● **SET EXERCISE**:
Which lines in the items below contain the word "bowl"? Collect every one of them in full.
begin
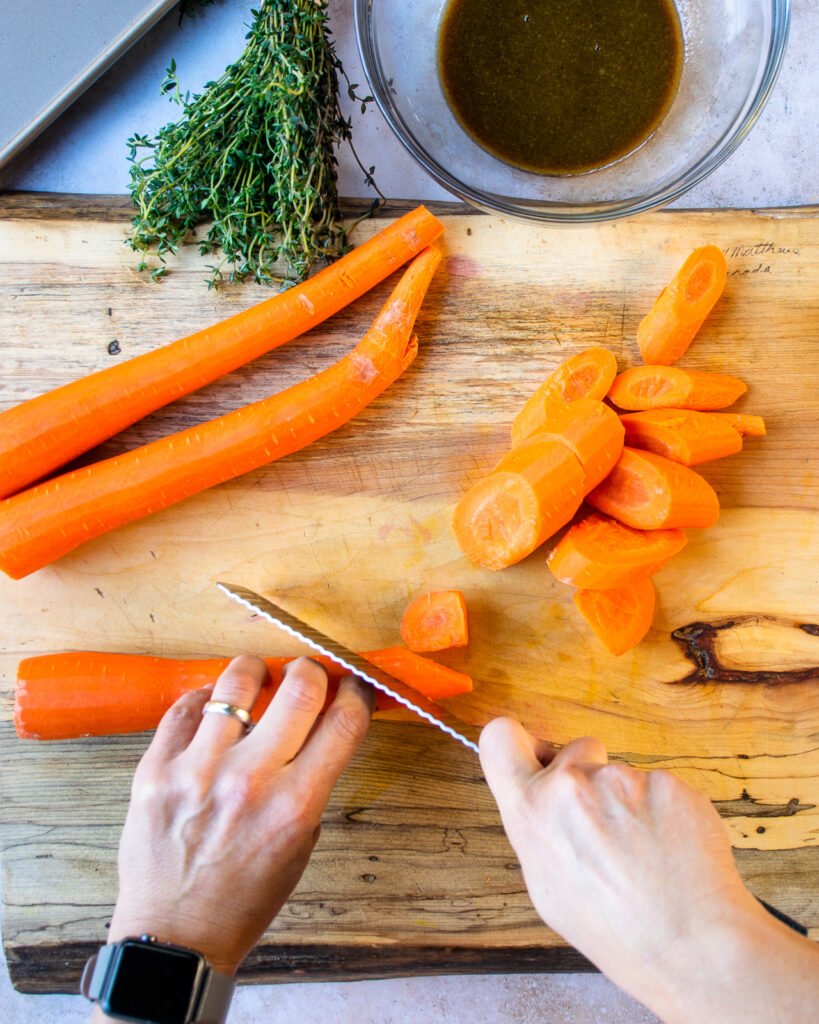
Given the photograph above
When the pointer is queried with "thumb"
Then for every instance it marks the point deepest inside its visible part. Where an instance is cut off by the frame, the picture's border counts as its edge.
(510, 757)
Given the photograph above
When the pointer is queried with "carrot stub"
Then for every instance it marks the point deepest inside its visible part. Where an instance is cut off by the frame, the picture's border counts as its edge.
(748, 426)
(90, 693)
(532, 492)
(671, 387)
(591, 430)
(44, 433)
(435, 622)
(587, 375)
(680, 310)
(41, 524)
(649, 492)
(682, 434)
(619, 617)
(602, 554)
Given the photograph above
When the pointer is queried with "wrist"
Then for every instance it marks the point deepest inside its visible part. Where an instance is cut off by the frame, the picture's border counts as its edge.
(202, 937)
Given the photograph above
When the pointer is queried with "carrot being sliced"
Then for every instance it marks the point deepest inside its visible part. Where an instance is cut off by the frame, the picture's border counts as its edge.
(91, 693)
(748, 426)
(602, 554)
(435, 622)
(532, 492)
(649, 492)
(44, 433)
(671, 387)
(680, 310)
(587, 375)
(41, 524)
(619, 617)
(590, 429)
(682, 434)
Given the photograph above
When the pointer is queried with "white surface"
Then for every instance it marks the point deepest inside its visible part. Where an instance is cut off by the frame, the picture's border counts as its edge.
(85, 152)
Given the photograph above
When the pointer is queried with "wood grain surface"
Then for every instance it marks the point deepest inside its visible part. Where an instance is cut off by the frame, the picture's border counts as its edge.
(413, 872)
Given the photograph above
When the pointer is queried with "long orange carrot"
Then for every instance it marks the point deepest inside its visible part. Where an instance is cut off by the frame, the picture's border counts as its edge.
(90, 693)
(532, 492)
(586, 375)
(44, 433)
(649, 492)
(45, 522)
(590, 429)
(435, 622)
(748, 426)
(680, 311)
(671, 387)
(682, 434)
(599, 553)
(619, 617)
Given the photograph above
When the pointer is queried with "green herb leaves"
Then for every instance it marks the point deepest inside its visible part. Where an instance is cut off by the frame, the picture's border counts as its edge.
(254, 154)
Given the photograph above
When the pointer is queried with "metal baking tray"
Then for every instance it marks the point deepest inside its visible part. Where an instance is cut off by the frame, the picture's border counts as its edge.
(51, 51)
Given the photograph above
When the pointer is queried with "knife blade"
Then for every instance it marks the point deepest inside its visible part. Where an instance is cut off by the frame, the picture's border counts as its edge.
(353, 663)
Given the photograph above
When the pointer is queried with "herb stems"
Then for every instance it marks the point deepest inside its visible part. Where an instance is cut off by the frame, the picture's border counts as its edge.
(254, 154)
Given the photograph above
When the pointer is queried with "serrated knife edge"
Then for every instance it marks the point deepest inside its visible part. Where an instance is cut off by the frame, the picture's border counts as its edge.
(347, 658)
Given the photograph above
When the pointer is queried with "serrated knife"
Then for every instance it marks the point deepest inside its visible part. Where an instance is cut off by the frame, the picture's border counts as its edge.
(353, 663)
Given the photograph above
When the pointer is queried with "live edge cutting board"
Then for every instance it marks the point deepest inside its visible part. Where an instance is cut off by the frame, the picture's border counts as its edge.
(413, 871)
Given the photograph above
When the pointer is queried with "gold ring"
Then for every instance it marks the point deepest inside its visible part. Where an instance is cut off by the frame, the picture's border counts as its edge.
(221, 708)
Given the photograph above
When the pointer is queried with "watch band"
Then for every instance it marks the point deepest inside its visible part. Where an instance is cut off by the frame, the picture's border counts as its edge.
(213, 998)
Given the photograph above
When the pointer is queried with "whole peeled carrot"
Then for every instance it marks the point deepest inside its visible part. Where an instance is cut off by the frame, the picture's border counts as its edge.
(670, 327)
(44, 433)
(41, 524)
(94, 693)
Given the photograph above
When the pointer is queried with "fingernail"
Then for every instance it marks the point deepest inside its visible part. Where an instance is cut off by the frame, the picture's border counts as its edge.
(364, 689)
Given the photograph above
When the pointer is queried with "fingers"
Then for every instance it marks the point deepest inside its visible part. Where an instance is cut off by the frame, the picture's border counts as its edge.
(291, 716)
(332, 747)
(178, 726)
(584, 752)
(509, 756)
(240, 685)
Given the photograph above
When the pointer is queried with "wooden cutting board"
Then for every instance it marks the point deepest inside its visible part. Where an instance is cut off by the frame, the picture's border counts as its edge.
(413, 872)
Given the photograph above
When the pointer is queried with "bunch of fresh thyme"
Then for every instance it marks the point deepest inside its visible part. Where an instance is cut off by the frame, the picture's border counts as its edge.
(254, 154)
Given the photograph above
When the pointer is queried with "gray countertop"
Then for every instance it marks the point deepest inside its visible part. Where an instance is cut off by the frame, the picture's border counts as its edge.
(84, 152)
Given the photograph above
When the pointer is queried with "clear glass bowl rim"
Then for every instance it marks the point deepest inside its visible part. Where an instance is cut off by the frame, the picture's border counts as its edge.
(566, 212)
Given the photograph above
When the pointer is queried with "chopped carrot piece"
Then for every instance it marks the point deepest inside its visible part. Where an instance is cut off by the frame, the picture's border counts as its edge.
(602, 554)
(592, 430)
(587, 375)
(682, 434)
(671, 387)
(435, 622)
(619, 617)
(95, 693)
(680, 310)
(748, 426)
(649, 492)
(532, 492)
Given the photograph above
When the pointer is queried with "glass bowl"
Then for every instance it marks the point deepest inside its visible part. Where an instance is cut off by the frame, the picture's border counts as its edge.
(733, 52)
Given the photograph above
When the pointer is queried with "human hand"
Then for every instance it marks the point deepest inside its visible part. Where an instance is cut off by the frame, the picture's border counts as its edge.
(221, 824)
(636, 870)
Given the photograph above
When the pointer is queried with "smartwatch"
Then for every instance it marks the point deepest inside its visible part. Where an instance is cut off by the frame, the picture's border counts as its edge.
(152, 982)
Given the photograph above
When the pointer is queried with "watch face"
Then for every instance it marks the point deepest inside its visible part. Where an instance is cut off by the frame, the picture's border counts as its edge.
(153, 984)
end
● **ANSWER BELOW**:
When the pointer is queried with "clear glass bowl rim"
When the pointer is queried with "glass bowl"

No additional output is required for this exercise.